## Brief 1
In the article below on ChatGPT's upgrade, reproduce word for word the part that opens with the words containing "OpenAI, the artificial" and closes with "Google’s Lens feature.".
## Brief 2
Condense the paragraph beginning "An upgrade to the ChatGPT mobile apps" in the article below on ChatGPT's upgrade into a short bulleted list that retains its main facts.

## Passage for review
▬▬▬▬▬▬

OpenAI, the artificial intelligence company that unleashed ChatGPT on the world last November, is making the chatbot app a lot more chatty.

An upgrade to the ChatGPT mobile apps for iOS and Android announced today lets a person speak their queries to the chatbot and hear it respond with its own synthesized voice. The new version of ChatGPT also adds visual smarts: Upload or snap a photo from ChatGPT and the app will respond with a description of the image and offer more context, similar to Google’s Lens feature.

ChatGPT’s new capabilities show that OpenAI is treating its artificial intelligence models, which have been in the works for years now, as products with regular, iterative updates. The company’s surprise hit, ChatGPT, is looking more like a consumer app that competes with Apple’s Siri or Amazon’s Alexa.

Making the ChatGPT app more enticing could help OpenAI in its race against other AI companies, like Google, Anthropic, InflectionAI, and Midjourney, by providing a richer feed of data from users to help train its powerful AI engines. Feeding audio and visual data into the machine learning models behind ChatGPT may also help OpenAI’s long-term vision of creating more human-like intelligence.

▬▬▬▬▬▬

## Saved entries
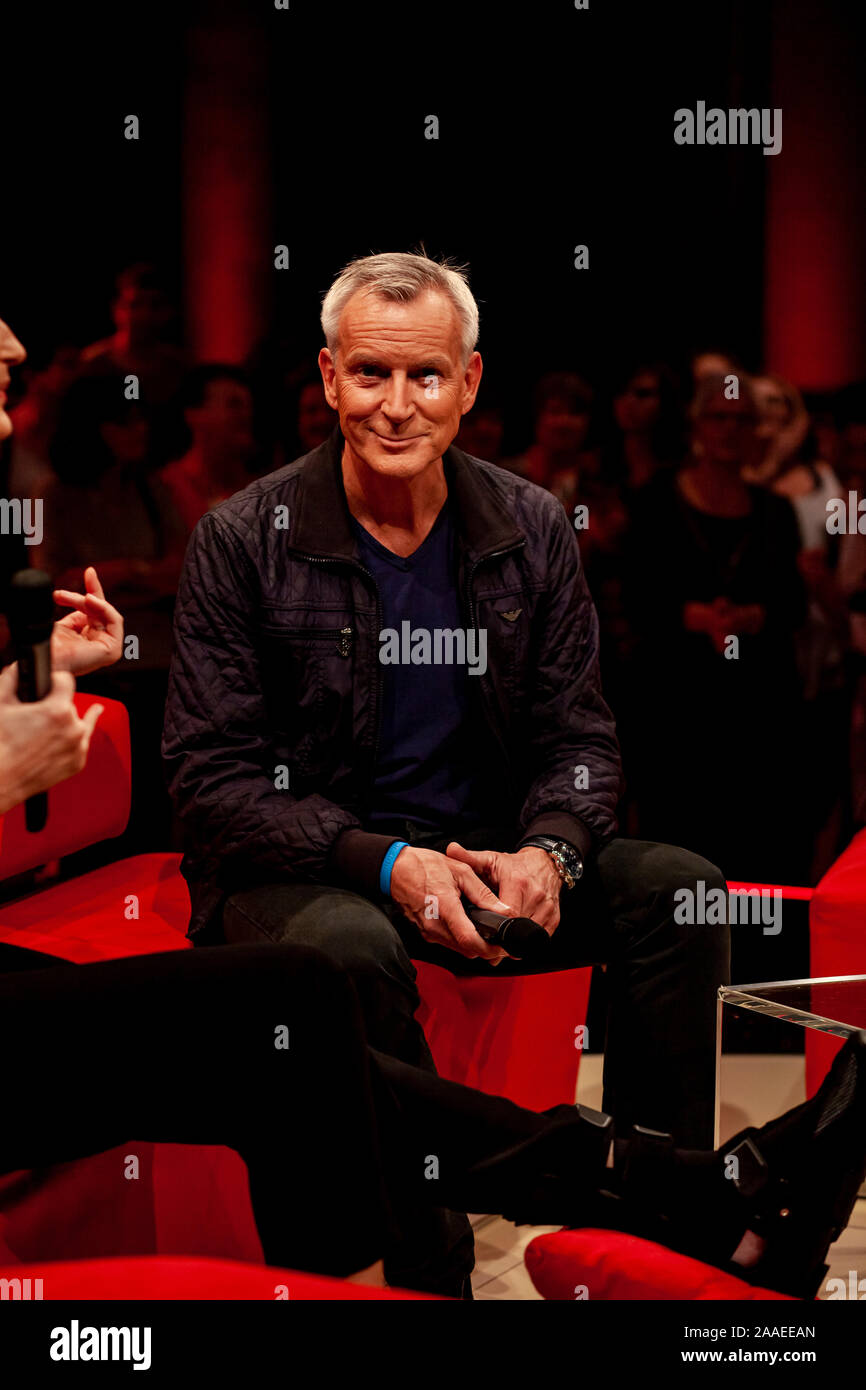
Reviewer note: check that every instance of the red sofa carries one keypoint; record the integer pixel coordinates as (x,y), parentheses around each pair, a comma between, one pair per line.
(513,1037)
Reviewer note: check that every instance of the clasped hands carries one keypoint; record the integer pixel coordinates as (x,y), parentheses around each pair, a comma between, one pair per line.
(427,887)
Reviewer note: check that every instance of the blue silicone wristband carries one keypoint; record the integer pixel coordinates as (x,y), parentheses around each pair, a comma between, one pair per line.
(388,865)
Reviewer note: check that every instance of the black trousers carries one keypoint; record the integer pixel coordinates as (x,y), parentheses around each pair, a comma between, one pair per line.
(662,975)
(262,1050)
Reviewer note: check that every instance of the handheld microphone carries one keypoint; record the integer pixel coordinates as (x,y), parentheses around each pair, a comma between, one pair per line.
(31,619)
(521,937)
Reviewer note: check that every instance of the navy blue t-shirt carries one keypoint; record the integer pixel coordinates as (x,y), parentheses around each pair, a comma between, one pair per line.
(427,769)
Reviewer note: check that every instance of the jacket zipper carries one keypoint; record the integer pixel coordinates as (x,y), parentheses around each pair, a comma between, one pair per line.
(485,694)
(346,635)
(321,634)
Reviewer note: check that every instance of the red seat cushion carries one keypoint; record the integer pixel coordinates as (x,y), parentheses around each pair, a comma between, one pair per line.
(608,1264)
(164,1276)
(837,943)
(84,809)
(134,906)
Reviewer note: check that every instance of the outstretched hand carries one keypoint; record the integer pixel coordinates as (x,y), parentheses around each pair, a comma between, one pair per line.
(92,635)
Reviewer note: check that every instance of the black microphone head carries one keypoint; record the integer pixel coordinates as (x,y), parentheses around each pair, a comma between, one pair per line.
(524,940)
(31,608)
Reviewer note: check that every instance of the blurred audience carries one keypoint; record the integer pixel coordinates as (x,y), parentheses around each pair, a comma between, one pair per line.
(716,598)
(141,344)
(695,527)
(217,406)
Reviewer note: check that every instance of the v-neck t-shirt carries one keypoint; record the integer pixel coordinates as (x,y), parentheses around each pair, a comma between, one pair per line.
(426,770)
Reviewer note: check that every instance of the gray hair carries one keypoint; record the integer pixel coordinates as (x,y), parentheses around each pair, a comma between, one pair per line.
(401,277)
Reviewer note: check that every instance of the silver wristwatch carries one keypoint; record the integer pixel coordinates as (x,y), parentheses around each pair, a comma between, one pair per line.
(569,862)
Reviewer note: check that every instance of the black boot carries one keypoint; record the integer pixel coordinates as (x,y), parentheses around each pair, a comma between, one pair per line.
(793,1182)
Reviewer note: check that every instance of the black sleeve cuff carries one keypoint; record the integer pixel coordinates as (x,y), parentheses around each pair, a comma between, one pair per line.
(356,861)
(560,824)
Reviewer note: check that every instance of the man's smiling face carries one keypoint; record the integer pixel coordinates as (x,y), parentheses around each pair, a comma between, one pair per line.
(399,382)
(11,353)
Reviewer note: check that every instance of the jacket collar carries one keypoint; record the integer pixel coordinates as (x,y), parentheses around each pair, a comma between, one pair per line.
(323,524)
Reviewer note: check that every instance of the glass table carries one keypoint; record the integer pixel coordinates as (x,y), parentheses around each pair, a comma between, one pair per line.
(834,1004)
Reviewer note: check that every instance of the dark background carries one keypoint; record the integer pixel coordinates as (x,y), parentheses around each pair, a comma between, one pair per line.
(556,128)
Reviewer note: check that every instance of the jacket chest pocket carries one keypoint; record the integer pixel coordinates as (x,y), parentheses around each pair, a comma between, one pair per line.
(307,673)
(508,634)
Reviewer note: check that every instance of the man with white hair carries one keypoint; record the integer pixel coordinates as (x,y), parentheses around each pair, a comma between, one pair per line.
(342,787)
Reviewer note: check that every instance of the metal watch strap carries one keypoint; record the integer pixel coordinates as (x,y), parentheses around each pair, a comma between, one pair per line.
(567,872)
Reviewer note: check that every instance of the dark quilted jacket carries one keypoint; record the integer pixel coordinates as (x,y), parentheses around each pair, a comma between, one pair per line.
(275,676)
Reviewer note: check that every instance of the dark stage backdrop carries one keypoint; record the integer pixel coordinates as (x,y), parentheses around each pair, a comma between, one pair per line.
(555,129)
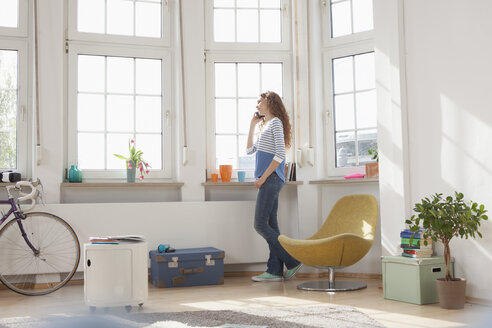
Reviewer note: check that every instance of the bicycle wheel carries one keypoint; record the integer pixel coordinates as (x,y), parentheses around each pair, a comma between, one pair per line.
(38,274)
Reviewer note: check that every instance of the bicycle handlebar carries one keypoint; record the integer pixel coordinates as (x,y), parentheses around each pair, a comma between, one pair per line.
(32,196)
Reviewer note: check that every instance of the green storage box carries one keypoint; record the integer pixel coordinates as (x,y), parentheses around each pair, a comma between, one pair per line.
(413,280)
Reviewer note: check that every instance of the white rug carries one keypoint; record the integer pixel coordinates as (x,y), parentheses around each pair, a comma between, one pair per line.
(286,317)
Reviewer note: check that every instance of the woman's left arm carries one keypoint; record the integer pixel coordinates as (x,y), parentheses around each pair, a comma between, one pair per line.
(278,136)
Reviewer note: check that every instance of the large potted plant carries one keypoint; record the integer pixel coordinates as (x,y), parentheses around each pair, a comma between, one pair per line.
(442,219)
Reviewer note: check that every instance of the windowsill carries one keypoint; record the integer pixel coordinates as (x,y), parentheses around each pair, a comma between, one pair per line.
(341,180)
(209,183)
(122,184)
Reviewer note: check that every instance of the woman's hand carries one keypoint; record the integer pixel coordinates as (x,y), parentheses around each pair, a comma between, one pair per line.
(259,182)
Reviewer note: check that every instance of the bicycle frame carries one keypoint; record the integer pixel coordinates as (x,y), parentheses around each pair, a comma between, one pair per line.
(15,210)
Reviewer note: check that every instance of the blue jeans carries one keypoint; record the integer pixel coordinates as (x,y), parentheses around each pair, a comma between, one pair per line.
(266,225)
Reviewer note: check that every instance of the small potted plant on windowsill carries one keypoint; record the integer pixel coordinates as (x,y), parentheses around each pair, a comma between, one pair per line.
(372,169)
(442,219)
(133,161)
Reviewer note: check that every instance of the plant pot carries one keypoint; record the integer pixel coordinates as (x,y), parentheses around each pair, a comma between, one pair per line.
(372,170)
(130,171)
(451,293)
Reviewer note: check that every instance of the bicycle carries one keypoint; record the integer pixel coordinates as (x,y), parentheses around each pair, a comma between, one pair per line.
(39,251)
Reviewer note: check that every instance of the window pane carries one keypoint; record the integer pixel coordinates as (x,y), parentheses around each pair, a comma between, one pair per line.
(224,3)
(148,115)
(344,112)
(367,139)
(341,19)
(248,77)
(270,26)
(120,17)
(151,145)
(269,3)
(148,19)
(364,72)
(90,112)
(9,13)
(247,25)
(245,162)
(247,107)
(363,19)
(117,144)
(225,116)
(120,113)
(225,80)
(345,147)
(90,16)
(271,78)
(224,25)
(148,74)
(226,150)
(343,76)
(90,73)
(120,74)
(247,3)
(91,151)
(366,109)
(8,109)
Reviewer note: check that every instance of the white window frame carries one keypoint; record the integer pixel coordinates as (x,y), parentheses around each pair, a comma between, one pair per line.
(260,46)
(18,39)
(21,29)
(76,49)
(328,57)
(328,41)
(287,92)
(164,40)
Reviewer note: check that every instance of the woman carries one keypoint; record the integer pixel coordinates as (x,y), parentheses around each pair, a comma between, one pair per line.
(270,177)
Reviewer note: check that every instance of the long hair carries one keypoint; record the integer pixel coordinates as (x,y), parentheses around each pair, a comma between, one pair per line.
(277,109)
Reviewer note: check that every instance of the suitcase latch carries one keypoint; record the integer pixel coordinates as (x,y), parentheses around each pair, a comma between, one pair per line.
(209,261)
(174,263)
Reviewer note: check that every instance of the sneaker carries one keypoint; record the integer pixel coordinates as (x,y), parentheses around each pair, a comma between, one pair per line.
(292,272)
(265,276)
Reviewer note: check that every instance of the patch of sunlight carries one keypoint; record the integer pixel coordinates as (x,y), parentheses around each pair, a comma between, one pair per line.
(259,302)
(393,319)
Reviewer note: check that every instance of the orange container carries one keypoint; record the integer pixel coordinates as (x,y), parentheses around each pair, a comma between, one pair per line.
(225,172)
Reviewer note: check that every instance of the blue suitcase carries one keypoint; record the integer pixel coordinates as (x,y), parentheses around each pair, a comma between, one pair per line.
(187,267)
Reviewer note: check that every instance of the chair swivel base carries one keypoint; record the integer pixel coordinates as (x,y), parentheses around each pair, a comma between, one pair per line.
(336,286)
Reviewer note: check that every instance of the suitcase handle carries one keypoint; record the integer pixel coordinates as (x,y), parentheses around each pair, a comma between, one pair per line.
(191,271)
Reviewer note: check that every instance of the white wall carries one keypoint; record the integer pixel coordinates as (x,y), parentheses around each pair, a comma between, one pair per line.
(446,59)
(301,210)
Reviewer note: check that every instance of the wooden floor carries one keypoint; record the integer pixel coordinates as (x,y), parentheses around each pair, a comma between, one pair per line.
(240,292)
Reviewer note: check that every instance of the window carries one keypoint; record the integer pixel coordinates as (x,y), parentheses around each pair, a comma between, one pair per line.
(350,84)
(248,53)
(119,92)
(247,24)
(237,87)
(14,87)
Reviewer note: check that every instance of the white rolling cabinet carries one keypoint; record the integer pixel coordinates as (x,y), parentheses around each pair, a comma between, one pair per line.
(115,275)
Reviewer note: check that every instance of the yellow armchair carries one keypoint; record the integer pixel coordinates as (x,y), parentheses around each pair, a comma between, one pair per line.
(344,238)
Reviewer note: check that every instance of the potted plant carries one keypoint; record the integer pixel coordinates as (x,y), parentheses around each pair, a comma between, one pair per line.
(372,169)
(442,219)
(133,161)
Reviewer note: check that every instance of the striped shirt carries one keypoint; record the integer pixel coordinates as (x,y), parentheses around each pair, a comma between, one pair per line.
(270,146)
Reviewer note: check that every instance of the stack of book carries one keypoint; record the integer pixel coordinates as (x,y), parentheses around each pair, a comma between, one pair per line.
(417,247)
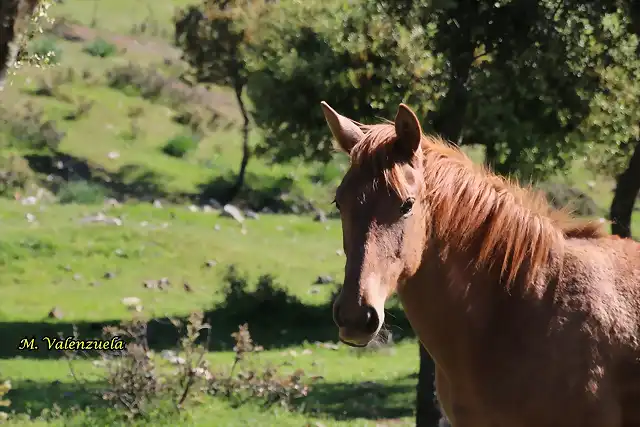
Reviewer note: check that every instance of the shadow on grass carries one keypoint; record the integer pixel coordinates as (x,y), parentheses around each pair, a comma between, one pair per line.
(368,400)
(130,181)
(137,182)
(336,400)
(277,194)
(31,397)
(276,320)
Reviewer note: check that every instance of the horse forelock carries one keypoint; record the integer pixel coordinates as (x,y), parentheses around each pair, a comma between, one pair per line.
(474,209)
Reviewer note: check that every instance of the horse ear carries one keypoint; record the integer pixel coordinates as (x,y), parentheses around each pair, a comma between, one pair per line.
(344,130)
(408,129)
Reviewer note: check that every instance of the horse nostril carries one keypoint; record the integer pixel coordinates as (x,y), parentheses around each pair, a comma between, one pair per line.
(372,320)
(336,316)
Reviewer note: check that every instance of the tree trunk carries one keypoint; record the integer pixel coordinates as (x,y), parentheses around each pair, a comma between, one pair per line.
(14,16)
(624,197)
(448,122)
(246,151)
(427,411)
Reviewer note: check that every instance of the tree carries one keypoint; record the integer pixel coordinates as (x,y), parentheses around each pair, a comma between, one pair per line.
(628,181)
(353,56)
(19,19)
(213,36)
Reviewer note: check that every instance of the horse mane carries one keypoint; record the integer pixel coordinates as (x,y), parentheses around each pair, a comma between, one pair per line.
(512,225)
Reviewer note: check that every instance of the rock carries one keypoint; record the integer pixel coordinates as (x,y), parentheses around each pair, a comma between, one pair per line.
(101,217)
(55,313)
(111,202)
(150,284)
(215,204)
(163,283)
(320,216)
(29,201)
(172,358)
(251,214)
(231,211)
(132,303)
(560,195)
(324,280)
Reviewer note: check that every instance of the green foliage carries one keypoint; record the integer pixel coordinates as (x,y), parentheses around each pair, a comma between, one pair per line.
(81,193)
(15,174)
(28,129)
(101,48)
(355,58)
(45,47)
(180,145)
(213,36)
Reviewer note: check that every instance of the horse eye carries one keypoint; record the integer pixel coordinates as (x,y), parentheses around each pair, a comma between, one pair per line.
(406,206)
(335,202)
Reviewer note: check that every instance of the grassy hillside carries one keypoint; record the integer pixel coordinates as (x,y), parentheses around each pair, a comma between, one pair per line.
(115,100)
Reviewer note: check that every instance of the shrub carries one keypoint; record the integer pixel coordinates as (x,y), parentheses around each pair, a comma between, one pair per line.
(45,49)
(101,48)
(141,382)
(180,145)
(15,174)
(81,192)
(29,129)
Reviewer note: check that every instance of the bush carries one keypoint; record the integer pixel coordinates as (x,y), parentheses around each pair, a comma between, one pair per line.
(29,129)
(563,196)
(101,48)
(314,51)
(15,174)
(81,192)
(140,382)
(180,145)
(45,49)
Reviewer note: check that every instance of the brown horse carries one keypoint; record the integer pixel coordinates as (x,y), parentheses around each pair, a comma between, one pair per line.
(532,317)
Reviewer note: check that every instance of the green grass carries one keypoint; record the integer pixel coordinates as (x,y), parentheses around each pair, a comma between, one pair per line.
(39,261)
(58,261)
(353,390)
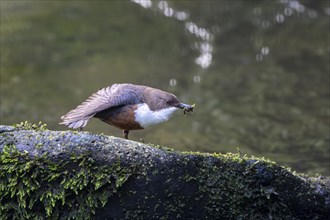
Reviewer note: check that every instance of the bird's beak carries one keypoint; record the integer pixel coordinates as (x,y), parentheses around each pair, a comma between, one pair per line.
(186,107)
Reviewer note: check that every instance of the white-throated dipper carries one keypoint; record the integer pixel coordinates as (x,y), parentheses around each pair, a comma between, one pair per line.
(126,106)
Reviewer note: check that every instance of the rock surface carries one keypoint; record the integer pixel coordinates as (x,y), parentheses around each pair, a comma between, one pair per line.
(79,175)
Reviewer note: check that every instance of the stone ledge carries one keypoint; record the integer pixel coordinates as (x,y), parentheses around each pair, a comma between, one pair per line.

▬▬▬▬▬▬

## Exercise response 1
OpenAI, the artificial intelligence company that unleashed ChatGPT on the world last November, is making the chatbot app a lot more chatty.

An upgrade to the ChatGPT mobile apps for iOS and Android announced today lets a person speak their queries to the chatbot and hear it respond with its own synthesized voice. The new version of ChatGPT also adds visual smarts: Upload or snap a photo from ChatGPT and the app will respond with a description of the image and offer more context, similar to Google’s Lens feature.

## Exercise response 2
- The ChatGPT mobile apps for iOS and Android were upgraded today.
- Users can speak their queries and hear the chatbot answer in its own synthesized voice.
- The app also adds visual abilities: when a user uploads or snaps a photo, it describes the image and offers more context.
- This visual feature is similar to Google's Lens.